**Problem details:** Please copy the records below word for word, keeping every line and character unchanged.

**Supplied entries:**
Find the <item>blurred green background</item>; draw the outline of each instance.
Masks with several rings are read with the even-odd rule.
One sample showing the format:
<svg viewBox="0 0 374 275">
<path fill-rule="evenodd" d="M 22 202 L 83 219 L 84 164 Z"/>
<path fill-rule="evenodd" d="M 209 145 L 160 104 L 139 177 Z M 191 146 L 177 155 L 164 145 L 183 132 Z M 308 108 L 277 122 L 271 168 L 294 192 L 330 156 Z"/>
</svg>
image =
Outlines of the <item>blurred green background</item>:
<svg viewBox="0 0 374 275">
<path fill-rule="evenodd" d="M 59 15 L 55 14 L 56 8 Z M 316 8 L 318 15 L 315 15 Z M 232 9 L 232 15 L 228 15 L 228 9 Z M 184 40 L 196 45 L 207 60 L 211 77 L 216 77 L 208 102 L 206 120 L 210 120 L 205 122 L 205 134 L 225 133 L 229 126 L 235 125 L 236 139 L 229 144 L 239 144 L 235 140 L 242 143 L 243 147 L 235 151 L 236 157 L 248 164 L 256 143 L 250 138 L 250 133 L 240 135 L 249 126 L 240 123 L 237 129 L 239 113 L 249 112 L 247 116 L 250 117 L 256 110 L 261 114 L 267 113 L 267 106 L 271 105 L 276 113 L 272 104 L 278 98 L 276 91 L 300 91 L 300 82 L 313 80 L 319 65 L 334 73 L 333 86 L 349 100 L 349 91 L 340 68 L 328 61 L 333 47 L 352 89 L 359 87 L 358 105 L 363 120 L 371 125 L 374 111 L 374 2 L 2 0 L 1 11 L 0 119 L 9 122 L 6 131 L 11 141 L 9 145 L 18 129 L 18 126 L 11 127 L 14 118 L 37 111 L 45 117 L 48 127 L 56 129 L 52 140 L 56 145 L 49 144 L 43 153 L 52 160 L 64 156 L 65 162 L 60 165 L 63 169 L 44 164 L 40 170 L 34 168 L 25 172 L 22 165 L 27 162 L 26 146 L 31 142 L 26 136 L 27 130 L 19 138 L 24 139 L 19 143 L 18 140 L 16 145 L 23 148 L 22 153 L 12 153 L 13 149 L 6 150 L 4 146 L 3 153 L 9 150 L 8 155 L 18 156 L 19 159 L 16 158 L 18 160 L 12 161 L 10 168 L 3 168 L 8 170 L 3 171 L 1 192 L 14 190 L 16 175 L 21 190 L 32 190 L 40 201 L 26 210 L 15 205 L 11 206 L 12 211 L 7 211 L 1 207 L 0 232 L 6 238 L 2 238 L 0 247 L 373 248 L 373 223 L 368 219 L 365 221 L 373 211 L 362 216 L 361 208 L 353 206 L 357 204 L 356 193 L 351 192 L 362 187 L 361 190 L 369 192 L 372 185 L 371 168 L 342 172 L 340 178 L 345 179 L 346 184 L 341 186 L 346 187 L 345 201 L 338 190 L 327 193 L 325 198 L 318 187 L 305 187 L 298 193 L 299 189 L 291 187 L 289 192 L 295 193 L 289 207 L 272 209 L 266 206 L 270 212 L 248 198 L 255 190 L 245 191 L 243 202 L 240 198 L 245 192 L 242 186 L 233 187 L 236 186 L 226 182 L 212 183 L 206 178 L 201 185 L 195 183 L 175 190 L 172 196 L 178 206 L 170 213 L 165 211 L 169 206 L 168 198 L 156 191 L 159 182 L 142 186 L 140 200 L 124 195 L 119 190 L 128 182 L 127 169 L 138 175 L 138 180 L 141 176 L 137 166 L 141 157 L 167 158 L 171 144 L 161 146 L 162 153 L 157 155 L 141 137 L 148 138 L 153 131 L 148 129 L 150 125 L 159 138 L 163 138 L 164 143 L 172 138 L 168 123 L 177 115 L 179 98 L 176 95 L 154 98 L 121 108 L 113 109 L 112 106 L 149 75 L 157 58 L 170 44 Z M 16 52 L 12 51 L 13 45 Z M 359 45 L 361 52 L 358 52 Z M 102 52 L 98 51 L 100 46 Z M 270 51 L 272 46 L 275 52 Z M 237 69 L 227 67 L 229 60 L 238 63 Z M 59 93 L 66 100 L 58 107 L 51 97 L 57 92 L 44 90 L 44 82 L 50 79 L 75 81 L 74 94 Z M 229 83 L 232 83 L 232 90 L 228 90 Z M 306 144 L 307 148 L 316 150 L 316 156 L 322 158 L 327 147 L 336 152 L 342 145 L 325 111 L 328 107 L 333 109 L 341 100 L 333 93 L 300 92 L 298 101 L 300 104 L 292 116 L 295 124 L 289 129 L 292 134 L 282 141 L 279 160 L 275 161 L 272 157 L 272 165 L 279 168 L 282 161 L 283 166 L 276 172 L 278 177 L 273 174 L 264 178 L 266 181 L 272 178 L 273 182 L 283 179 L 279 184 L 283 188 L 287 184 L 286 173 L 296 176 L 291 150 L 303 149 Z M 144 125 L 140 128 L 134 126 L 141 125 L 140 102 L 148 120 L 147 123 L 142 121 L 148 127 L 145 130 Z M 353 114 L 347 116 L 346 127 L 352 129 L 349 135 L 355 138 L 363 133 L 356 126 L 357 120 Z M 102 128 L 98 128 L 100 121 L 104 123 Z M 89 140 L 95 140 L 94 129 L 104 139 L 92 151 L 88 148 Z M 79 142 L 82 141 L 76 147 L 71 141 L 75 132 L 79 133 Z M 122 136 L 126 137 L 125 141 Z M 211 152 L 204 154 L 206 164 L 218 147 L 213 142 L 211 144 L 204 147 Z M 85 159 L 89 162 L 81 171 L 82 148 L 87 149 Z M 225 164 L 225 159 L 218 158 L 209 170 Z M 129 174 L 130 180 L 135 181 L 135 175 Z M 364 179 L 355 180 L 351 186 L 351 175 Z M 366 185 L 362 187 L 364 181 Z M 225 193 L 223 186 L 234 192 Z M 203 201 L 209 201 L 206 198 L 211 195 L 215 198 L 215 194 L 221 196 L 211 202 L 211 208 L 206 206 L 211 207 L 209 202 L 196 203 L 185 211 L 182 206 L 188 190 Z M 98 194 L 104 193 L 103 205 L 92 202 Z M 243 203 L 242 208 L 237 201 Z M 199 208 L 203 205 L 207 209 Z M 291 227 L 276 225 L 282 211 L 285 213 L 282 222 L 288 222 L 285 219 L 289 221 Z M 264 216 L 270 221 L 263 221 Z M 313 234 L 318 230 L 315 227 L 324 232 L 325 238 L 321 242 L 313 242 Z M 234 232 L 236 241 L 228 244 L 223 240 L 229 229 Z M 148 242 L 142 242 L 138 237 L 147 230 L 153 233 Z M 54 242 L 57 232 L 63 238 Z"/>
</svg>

**Output below:**
Find the <item>blurred green background</item>; draw the outline of each instance.
Masks with several rings are read with the even-odd rule.
One sample showing the format:
<svg viewBox="0 0 374 275">
<path fill-rule="evenodd" d="M 22 202 L 83 219 L 84 164 Z"/>
<path fill-rule="evenodd" d="M 209 145 L 160 104 L 139 177 Z M 191 146 L 177 155 L 164 145 L 183 132 Z M 308 108 L 277 122 L 271 168 L 294 192 L 330 156 Z"/>
</svg>
image =
Outlines of the <item>blurred green background</item>:
<svg viewBox="0 0 374 275">
<path fill-rule="evenodd" d="M 59 15 L 55 14 L 56 8 Z M 316 8 L 318 15 L 315 15 Z M 232 9 L 232 15 L 228 15 L 228 9 Z M 184 40 L 196 45 L 207 60 L 211 77 L 216 77 L 208 102 L 206 120 L 210 120 L 205 122 L 205 134 L 225 133 L 229 126 L 235 125 L 236 139 L 229 144 L 239 144 L 235 140 L 242 143 L 243 147 L 235 151 L 236 157 L 248 164 L 256 143 L 250 138 L 250 133 L 240 135 L 249 126 L 240 123 L 237 129 L 239 113 L 249 112 L 247 116 L 250 117 L 256 110 L 261 114 L 267 113 L 267 106 L 271 105 L 276 113 L 272 104 L 278 98 L 276 91 L 300 91 L 300 82 L 313 80 L 319 65 L 334 73 L 333 86 L 349 100 L 349 91 L 340 68 L 328 61 L 333 47 L 352 89 L 359 87 L 358 105 L 363 120 L 371 125 L 374 111 L 374 2 L 2 0 L 1 11 L 0 119 L 9 122 L 6 131 L 11 141 L 9 145 L 18 129 L 18 126 L 11 127 L 14 118 L 37 111 L 45 117 L 48 127 L 56 129 L 52 140 L 56 145 L 49 144 L 43 153 L 52 160 L 64 156 L 65 162 L 60 165 L 63 169 L 44 164 L 40 170 L 34 168 L 25 172 L 22 165 L 27 162 L 26 146 L 31 142 L 26 136 L 27 130 L 19 138 L 24 139 L 19 143 L 18 140 L 16 145 L 23 148 L 22 153 L 12 153 L 13 149 L 6 150 L 4 146 L 3 153 L 9 150 L 8 155 L 18 156 L 19 159 L 16 158 L 18 160 L 12 161 L 10 168 L 3 168 L 8 170 L 3 171 L 1 192 L 14 190 L 16 175 L 21 190 L 32 190 L 40 201 L 26 210 L 15 205 L 11 206 L 12 211 L 7 211 L 1 207 L 0 232 L 6 238 L 2 238 L 0 247 L 373 248 L 373 223 L 368 219 L 365 221 L 373 211 L 362 216 L 361 208 L 353 206 L 357 204 L 356 193 L 351 192 L 362 187 L 361 190 L 369 192 L 372 185 L 371 168 L 342 172 L 340 178 L 345 179 L 346 184 L 341 186 L 346 187 L 345 201 L 338 190 L 327 193 L 325 198 L 318 187 L 305 187 L 298 193 L 299 189 L 291 187 L 289 192 L 295 193 L 289 207 L 272 209 L 266 206 L 270 212 L 248 198 L 255 190 L 245 191 L 243 202 L 240 198 L 245 192 L 242 186 L 233 187 L 236 186 L 226 182 L 212 183 L 206 178 L 201 185 L 195 183 L 175 190 L 172 196 L 178 206 L 170 213 L 165 211 L 169 206 L 168 198 L 156 191 L 159 182 L 142 186 L 140 200 L 124 195 L 119 190 L 128 182 L 127 169 L 138 175 L 138 180 L 141 176 L 137 166 L 141 157 L 167 158 L 171 144 L 161 146 L 162 153 L 157 155 L 141 137 L 148 138 L 153 131 L 148 129 L 150 125 L 159 138 L 163 138 L 164 143 L 172 138 L 168 123 L 177 115 L 179 98 L 176 95 L 154 98 L 121 108 L 113 109 L 112 106 L 149 75 L 157 58 L 170 44 Z M 16 52 L 12 51 L 13 45 Z M 359 45 L 361 52 L 358 52 Z M 102 52 L 98 51 L 100 46 Z M 270 51 L 272 46 L 275 52 Z M 237 69 L 227 67 L 229 60 L 238 63 Z M 59 93 L 66 100 L 58 107 L 51 97 L 57 92 L 44 90 L 44 82 L 50 79 L 75 81 L 74 94 Z M 229 83 L 232 83 L 232 90 L 228 90 Z M 306 144 L 307 148 L 316 150 L 316 156 L 322 158 L 327 147 L 336 152 L 342 145 L 325 111 L 328 107 L 333 109 L 341 100 L 333 93 L 300 92 L 298 101 L 300 104 L 292 116 L 295 124 L 289 129 L 292 134 L 282 141 L 279 160 L 275 161 L 272 157 L 272 165 L 279 168 L 282 161 L 283 166 L 276 172 L 278 177 L 273 174 L 264 178 L 266 181 L 272 178 L 273 182 L 283 179 L 279 184 L 283 188 L 287 184 L 286 173 L 296 176 L 291 150 L 303 149 Z M 144 125 L 140 128 L 134 126 L 141 125 L 140 102 L 148 120 L 147 123 L 142 121 L 148 127 L 145 130 Z M 353 114 L 347 116 L 346 127 L 352 129 L 349 135 L 355 138 L 363 133 L 356 126 L 357 120 Z M 102 128 L 98 128 L 100 121 L 104 123 Z M 89 140 L 95 140 L 94 129 L 104 139 L 92 151 L 88 148 Z M 79 142 L 82 141 L 76 147 L 71 141 L 75 132 L 79 133 Z M 122 136 L 126 137 L 125 141 Z M 211 152 L 204 154 L 206 164 L 218 147 L 213 142 L 211 144 L 204 147 Z M 85 159 L 89 162 L 81 171 L 82 148 L 87 149 Z M 225 164 L 225 159 L 218 158 L 209 170 Z M 129 174 L 130 180 L 135 181 L 135 175 Z M 364 179 L 355 180 L 351 186 L 351 175 Z M 366 185 L 362 187 L 364 181 Z M 225 193 L 223 186 L 234 192 Z M 203 201 L 209 201 L 206 198 L 211 195 L 215 198 L 215 194 L 221 196 L 211 202 L 211 208 L 206 206 L 211 207 L 209 202 L 196 203 L 185 211 L 182 206 L 188 190 Z M 98 194 L 104 193 L 103 205 L 92 202 Z M 243 203 L 242 208 L 237 201 Z M 199 208 L 203 205 L 207 209 Z M 291 227 L 276 225 L 282 211 L 285 213 L 282 222 L 288 222 L 285 219 L 289 221 Z M 264 216 L 270 221 L 263 221 Z M 313 234 L 318 230 L 315 227 L 324 232 L 325 238 L 321 242 L 313 242 Z M 234 232 L 236 241 L 228 244 L 223 240 L 229 229 Z M 148 242 L 142 242 L 138 237 L 147 230 L 153 233 Z M 54 242 L 57 232 L 63 238 Z"/>
</svg>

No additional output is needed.